▶ [Textabschnitt]
Der neu aufgebaute Gräfenhof in Brück.

Köln – Köln ist ein kostspieliges Pflaster. Während die Bevölkerungszahl in Köln stetig steigt, hinkt der Neubau hinterher: Knapp 3000 Wohnungen kommen pro Jahr hinzu, 6900 müssten es laut den Experten der BNP Paribas sein. Der Nachfragedruck bleibt hoch, das Stadtleben in Köln ist in Bewegung. Wo finden sich neue, attraktive Strukturen? Wir stellen zehn Veedel vor, die auf ganz unterschiedliche Art punkten können – von B wie Bilderstöckchen bis Z wie Zündorf.

Zündorf

Yachthafen, Tretboote und eine Fähre nach Weiß: Das Leben in Zündorf ist schon seit dem 13. Jahrhundert durch den Rhein geprägt. Mit dem Stapelrecht für Köln blühte auch der Ort als Hafen und Handelsplatz auf. Das große Köln hielten sich die Zündorfer trotzdem lange vom Leib – erst 1975 mussten sie kapitulieren und wurden eingemeindet.

Am Wochenende zieht es die Städter zur Flussidylle, kollektives Seelenbaumeln.  Der Stadtteil bleibt ein Statement gegen urbane Atemlosigkeit. Pittoresker Ortskern, Reihenhäuschen und Einfamilien-Bungalows – die Zündorfer pflegen lieber dörfliche Verbundenheit als „dat Hätz vun dr Welt“. Das fällt leicht, weil es an nichts mangelt. Einkaufen, Kita und Schule – alles ausreichend im Ort. Wer doch mal in die große Stadt möchte,  gelangt mit der Stadtbahnlinie 7  relativ komfortabel „mittenmang“ in kölschen Trubel.

Die Autobahnen 4 und 59 sind auch schnell erreicht. Im Gegensatz zu den anderen rechtsrheinischen Stadtbezirken sind die Immobilienpreise in Porz – und damit auch in Zündorf – seit 2019 nur ganz leicht gestiegen. Der Marktbericht von Kampmeyer-Immobilien weist Durchschnittspreise von 2800 Euro pro Quadratmeter für Bestand und 4000 Euro für Neubau aus.

Ehrenfeld

Vor vielen Jahrzehnten ging im Kölner Volksmund der Spruch um „Alles Elend dieser Welt kommt aus Nippes, Kalk und Ehrenfeld.“ Der Arbeiterstadtteil Ehrenfeld galt als Schmuddelkind Kölns. Manche Ecken sind auch heute noch schmuddelig, aber eher wegen des Partyvolks.

Als in den 90-er Jahren erste Sanierungsgebiete ausgewiesen wurden, ahnte wohl keiner, welchen Aufschwung Ehrenfeld nehmen würde: Kunst- und Kulturszene, Multikulti und Hipster, Gastro-Hotspot und Feiermeile… wohl kaum ein positives Klischee, mit dem Ehrenfeld noch nicht bedacht wurde. Und das zu Recht. Tatsächlich ist es mit den Sanierungssatzungen bislang noch gelungen, ein sehr gemischtes Publikum im Stadtteil zu halten. Traditioneller Karnevalist und Stunksitzungs-Jecker, Hinterhofbude und Penthouse-Terrasse.

▶ [Gegebene Informationen]
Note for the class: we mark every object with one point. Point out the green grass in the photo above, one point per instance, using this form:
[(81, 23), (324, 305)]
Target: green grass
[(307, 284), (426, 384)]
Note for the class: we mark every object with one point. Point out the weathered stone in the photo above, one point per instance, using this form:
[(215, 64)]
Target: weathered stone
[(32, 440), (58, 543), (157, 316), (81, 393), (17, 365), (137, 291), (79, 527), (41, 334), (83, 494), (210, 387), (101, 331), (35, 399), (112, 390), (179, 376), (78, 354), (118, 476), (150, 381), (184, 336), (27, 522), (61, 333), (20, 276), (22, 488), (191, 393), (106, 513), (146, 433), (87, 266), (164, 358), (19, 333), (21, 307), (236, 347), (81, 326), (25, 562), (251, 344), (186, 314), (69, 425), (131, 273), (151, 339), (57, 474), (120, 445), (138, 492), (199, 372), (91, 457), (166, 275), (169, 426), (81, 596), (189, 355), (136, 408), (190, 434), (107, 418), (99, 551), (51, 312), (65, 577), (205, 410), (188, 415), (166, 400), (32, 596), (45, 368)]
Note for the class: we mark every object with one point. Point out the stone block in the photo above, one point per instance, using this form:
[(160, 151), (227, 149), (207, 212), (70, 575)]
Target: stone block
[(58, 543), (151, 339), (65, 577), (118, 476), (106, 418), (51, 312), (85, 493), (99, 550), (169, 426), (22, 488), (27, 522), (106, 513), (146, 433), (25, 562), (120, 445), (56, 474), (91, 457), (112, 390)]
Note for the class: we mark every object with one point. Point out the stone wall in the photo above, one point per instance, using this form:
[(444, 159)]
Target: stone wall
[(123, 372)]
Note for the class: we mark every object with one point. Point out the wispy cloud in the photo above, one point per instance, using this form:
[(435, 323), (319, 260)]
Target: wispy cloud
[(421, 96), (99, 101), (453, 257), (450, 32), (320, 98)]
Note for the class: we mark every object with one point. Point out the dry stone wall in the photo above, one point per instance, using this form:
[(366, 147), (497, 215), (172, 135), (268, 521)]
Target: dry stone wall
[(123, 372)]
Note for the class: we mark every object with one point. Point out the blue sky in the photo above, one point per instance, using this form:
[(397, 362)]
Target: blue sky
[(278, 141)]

▶ [Kurze Übung 1]
Schreibe aus dem Artikel über die Kölner Stadtteile den Teil von "Am Wochenende zieht" bis "in kölschen Trubel." wortgetreu ab.
▶ [Kurze Übung 2]
Schreibe den Artikel über die Kölner Stadtteile im Anschluss an seinen letzten Satz weiter.

▶ [Ergebnis 1]
Am Wochenende zieht es die Städter zur Flussidylle, kollektives Seelenbaumeln.  Der Stadtteil bleibt ein Statement gegen urbane Atemlosigkeit. Pittoresker Ortskern, Reihenhäuschen und Einfamilien-Bungalows – die Zündorfer pflegen lieber dörfliche Verbundenheit als „dat Hätz vun dr Welt“. Das fällt leicht, weil es an nichts mangelt. Einkaufen, Kita und Schule – alles ausreichend im Ort. Wer doch mal in die große Stadt möchte,  gelangt mit der Stadtbahnlinie 7  relativ komfortabel „mittenmang“ in kölschen Trubel.

▶ [Ergebnis 2]
Der Zuzug und die Nachfrage sind ungebrochen hoch. Die Miete von 13,50 Euro pro Quadratmeter (BNP Paribas) im Mittel liegt über dem Kölner Durchschnitt. Auf dem Gelände des alten Güterbahnhofs entlang Maarweg und Widdersdorfer Straße entsteht eine neue Siedlung mit knapp 500 Wohnungen sowie Büros und Gewerbe. Mit bis zu 6000 Euro pro Quadratmeter werden Eigentumswohnungen dort bereits gehandelt.

Vogelsang

Der stets ein wenig verschlafene Stadtteil bleibt ein Refugium für eine rückläufige Spezies: das gute alte Eigenheim. Davon gibt es in Vogelsang zwischen Rotschwänzchen- und Rotkehlchenweg noch viele Exemplare – in recht abwechslungsreicher Gestalt.

Die eigenwillige Vielfalt hat sich seit den 80er-Jahren breit gemacht. Bis dahin dominierten winzige Häuschen auf riesigen Grundstücken. Anfang der 30er-Jahre wurde der Stadtteil für arme Leute gegründet: Ackerbau und Viehzucht sollte zur Selbstversorgung dienen. Viele Immobilien gehörten einer Genossenschaft, die in den 80er-Jahren Haus und Grund verkaufte. Seitdem wurden die Grundstücke halbiert, gedrittelt und geviertelt – und jeder baute, wie er wollte. Geblieben ist eine Siedlung, die Ruhe und ganz viel Grün bietet. Ideal für Familien. Was den Freizeitfaktor angeht, hat Vogelsang eher wenig Pluspunkte: ein bisschen funktionale Gastronomie, kaum Einkaufsmöglichkeiten.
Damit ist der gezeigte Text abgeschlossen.